■ Activity
Write every entry out again with no changes, and leave the images behind.

[Opening Recorded information section]

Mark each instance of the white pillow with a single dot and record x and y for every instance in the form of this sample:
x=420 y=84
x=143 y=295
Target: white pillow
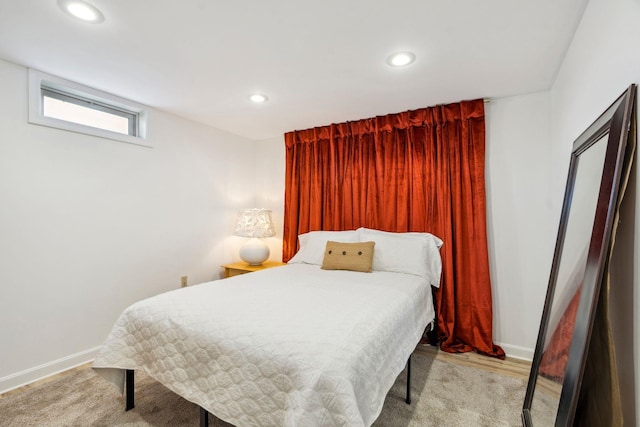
x=410 y=253
x=313 y=244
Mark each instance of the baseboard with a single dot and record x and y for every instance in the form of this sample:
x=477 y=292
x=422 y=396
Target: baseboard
x=517 y=352
x=22 y=378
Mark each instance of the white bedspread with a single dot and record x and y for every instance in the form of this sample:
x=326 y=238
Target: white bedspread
x=288 y=346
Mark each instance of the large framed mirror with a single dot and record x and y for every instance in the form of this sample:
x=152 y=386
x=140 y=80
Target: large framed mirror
x=582 y=249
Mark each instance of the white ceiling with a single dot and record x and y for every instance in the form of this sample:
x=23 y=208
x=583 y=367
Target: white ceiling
x=318 y=62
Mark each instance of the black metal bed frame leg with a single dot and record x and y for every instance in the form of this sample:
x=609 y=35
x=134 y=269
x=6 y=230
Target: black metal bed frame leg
x=204 y=417
x=129 y=393
x=408 y=399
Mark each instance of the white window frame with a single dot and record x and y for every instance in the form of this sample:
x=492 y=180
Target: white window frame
x=39 y=82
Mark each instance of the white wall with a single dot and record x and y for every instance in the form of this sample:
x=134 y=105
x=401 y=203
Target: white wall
x=90 y=225
x=520 y=231
x=270 y=173
x=600 y=64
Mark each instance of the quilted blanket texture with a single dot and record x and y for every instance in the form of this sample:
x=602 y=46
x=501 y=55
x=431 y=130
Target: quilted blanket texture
x=288 y=346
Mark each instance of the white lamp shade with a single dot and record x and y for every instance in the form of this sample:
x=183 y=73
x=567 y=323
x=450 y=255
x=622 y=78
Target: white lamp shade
x=255 y=223
x=254 y=252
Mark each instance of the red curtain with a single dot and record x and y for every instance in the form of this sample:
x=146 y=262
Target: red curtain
x=420 y=170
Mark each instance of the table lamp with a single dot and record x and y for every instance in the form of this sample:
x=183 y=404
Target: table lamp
x=255 y=224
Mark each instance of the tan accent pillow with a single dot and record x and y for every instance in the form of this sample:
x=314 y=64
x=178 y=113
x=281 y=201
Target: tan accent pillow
x=348 y=256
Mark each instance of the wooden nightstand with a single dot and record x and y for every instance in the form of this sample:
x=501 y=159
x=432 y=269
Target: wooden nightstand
x=237 y=268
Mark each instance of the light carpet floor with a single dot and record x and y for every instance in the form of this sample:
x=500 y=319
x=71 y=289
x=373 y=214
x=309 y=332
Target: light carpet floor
x=443 y=394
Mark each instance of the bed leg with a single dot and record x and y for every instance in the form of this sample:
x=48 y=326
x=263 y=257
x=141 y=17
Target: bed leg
x=129 y=382
x=204 y=417
x=408 y=399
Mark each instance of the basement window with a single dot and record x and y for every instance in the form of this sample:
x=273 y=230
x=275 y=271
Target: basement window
x=62 y=104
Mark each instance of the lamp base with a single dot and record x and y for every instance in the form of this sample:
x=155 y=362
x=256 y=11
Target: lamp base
x=254 y=252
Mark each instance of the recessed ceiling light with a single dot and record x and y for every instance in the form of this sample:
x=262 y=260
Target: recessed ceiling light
x=401 y=59
x=81 y=10
x=258 y=98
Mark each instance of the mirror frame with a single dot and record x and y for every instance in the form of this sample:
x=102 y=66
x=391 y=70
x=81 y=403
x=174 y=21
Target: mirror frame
x=615 y=122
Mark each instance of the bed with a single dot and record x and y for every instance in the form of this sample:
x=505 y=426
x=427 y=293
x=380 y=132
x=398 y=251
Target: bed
x=288 y=346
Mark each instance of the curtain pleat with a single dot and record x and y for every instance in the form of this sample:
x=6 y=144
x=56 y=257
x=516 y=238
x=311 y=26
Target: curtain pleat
x=420 y=170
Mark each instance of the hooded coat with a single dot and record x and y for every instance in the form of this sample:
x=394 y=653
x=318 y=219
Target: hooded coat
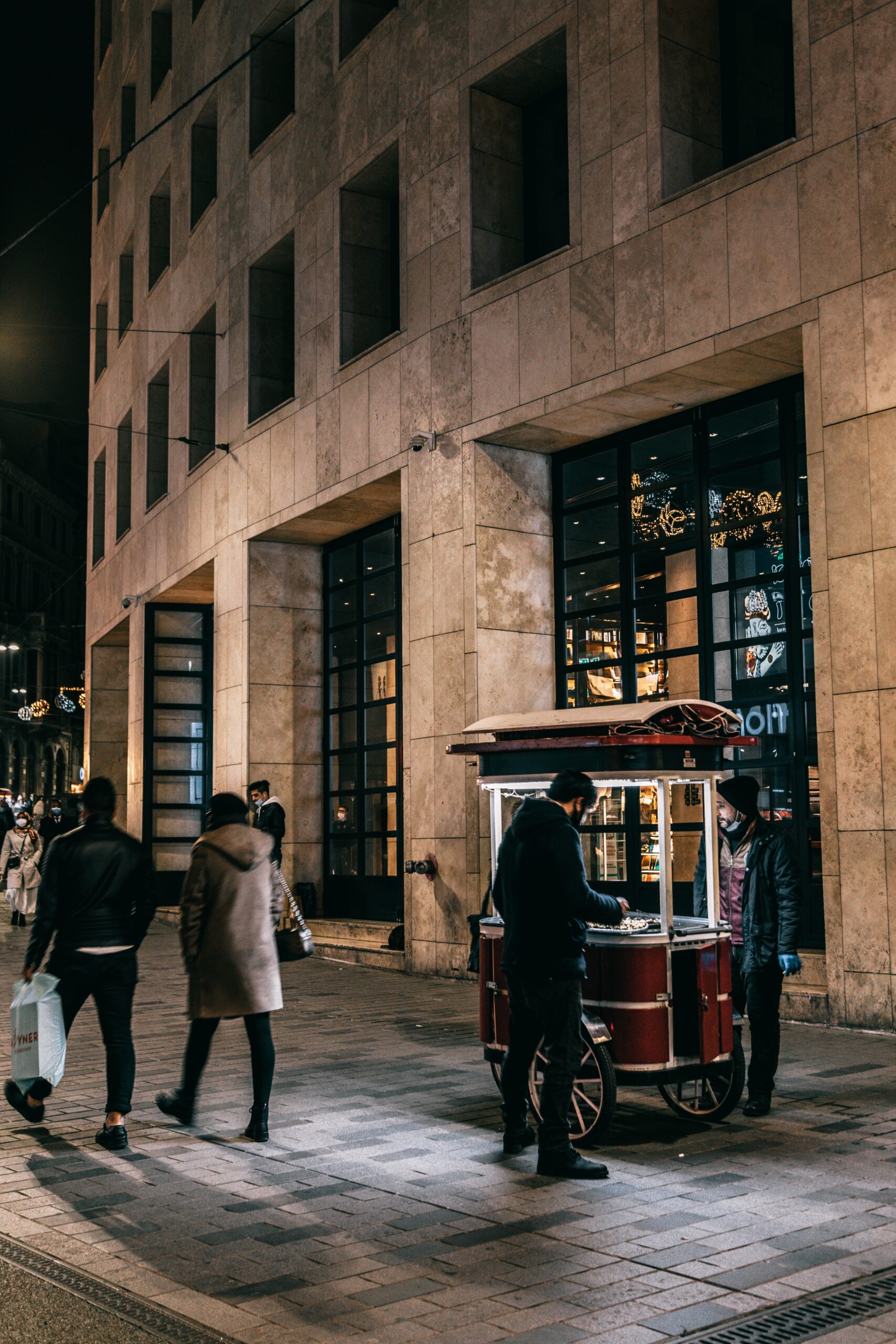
x=543 y=894
x=229 y=910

[Closing Recorded information section]

■ Answer area
Mark each instance of the white pillow with a single dot and record x and y for every instance in the form of this sample:
x=420 y=84
x=143 y=295
Target: white pillow
x=410 y=253
x=313 y=244
Mark each instance of the baseboard with a single dot and record x and y for every instance in the form of this sample:
x=477 y=292
x=422 y=396
Target: baseboard
x=517 y=352
x=22 y=378
Mark each instance of the white bedspread with a single dot and record x and y for every instance in the form of this sample:
x=326 y=238
Target: white bedspread
x=288 y=346
Mark each instance of the large framed mirror with a single dot and record x and y for every instance in the form of this sample:
x=152 y=386
x=140 y=80
Target: large framed mirror
x=582 y=249
Mark each instance of the white ceiling with a single dot and record x and y for every instance in the form of this sample:
x=23 y=208
x=583 y=367
Target: white ceiling
x=318 y=62
Mark each instance of the black metal bed frame leg with a single dot and record x and y for every instance in the form of this sample:
x=609 y=35
x=134 y=269
x=6 y=230
Target: black metal bed frame leg
x=204 y=417
x=129 y=393
x=408 y=399
Mark each instance of the white window frame with a single dot and record x and y for every instance in the form of this sample:
x=492 y=180
Target: white window frame
x=39 y=82
Mark each instance of the white wall with a single dot and record x and y for every instance in the form of this sample:
x=134 y=105
x=401 y=203
Target: white wall
x=90 y=225
x=520 y=231
x=270 y=173
x=600 y=64
Mark each instance of the quilted blanket texture with a single dot and record x and y for every instance in the form of this sample:
x=602 y=46
x=501 y=55
x=431 y=130
Target: quilted blanket texture
x=288 y=346
Mark each instance of the white lamp shade with a single dot and record x and y for every instance in the form of this sample:
x=183 y=73
x=567 y=323
x=450 y=255
x=622 y=78
Target: white lamp shade
x=255 y=223
x=254 y=252
Mark each instance of the red curtain with a single dot and record x and y for every instance in the form of this sample:
x=146 y=262
Target: red curtain
x=420 y=170
Mark each instance of the table lamp with a single dot and record x and y for every instance in the form of this sample:
x=183 y=404
Target: table lamp
x=255 y=224
Mark each instance of the tan accent pillow with a single dot and record x and y for every instance in the form of this sample:
x=314 y=64
x=178 y=113
x=281 y=201
Target: tan accent pillow
x=348 y=256
Mark each instance of the wooden nightstand with a single dot and record x and y for every instance in the form of this sample:
x=501 y=159
x=432 y=269
Target: wooden nightstand
x=237 y=268
Mark each instance of the light carpet floor with a single dot and record x and y for every instance in the form of this sample:
x=500 y=319
x=71 y=289
x=373 y=214
x=309 y=332
Target: light carpet floor
x=443 y=394
Mark each instance of the bed leg with a single dot and record x and y for every instance in the form of this sample:
x=48 y=326
x=263 y=257
x=141 y=17
Target: bed leg
x=129 y=382
x=204 y=417
x=408 y=399
Mark each instance of the basement window with a single dot and record x and y for every instance in the form of this sample:
x=273 y=230
x=275 y=271
Target: basement window
x=62 y=104
Mark each instance of the lamp base with a single dot and record x and y for every instance in the form of this sample:
x=155 y=362
x=256 y=11
Target: lamp base
x=254 y=252
Mark each instance of the recessed ceiling light with a single dot and record x and y for every instance in the form of this sample:
x=262 y=260
Target: recessed ceiling light
x=401 y=59
x=81 y=10
x=258 y=98
Mark each instance of the mirror frame with a single dot and record x and y for every instance in the form of this sample:
x=102 y=66
x=391 y=70
x=81 y=403
x=174 y=21
Target: mirror frame
x=615 y=122
Mark each instance of the bed with a single dot and record x and y for every instance in the form of this sample:
x=505 y=426
x=427 y=293
x=380 y=132
x=398 y=251
Target: bed
x=288 y=346
Mark each instance of the curtain pleat with a single dot and record x and y for every instance in the form of this sample:
x=6 y=144
x=56 y=257
x=516 y=238
x=311 y=26
Target: curtain pleat
x=420 y=170
Mark each instance of the hooded coat with a single dot and record x and y for every instance in the form of this sample:
x=394 y=653
x=318 y=219
Target: hooded coat
x=543 y=894
x=229 y=910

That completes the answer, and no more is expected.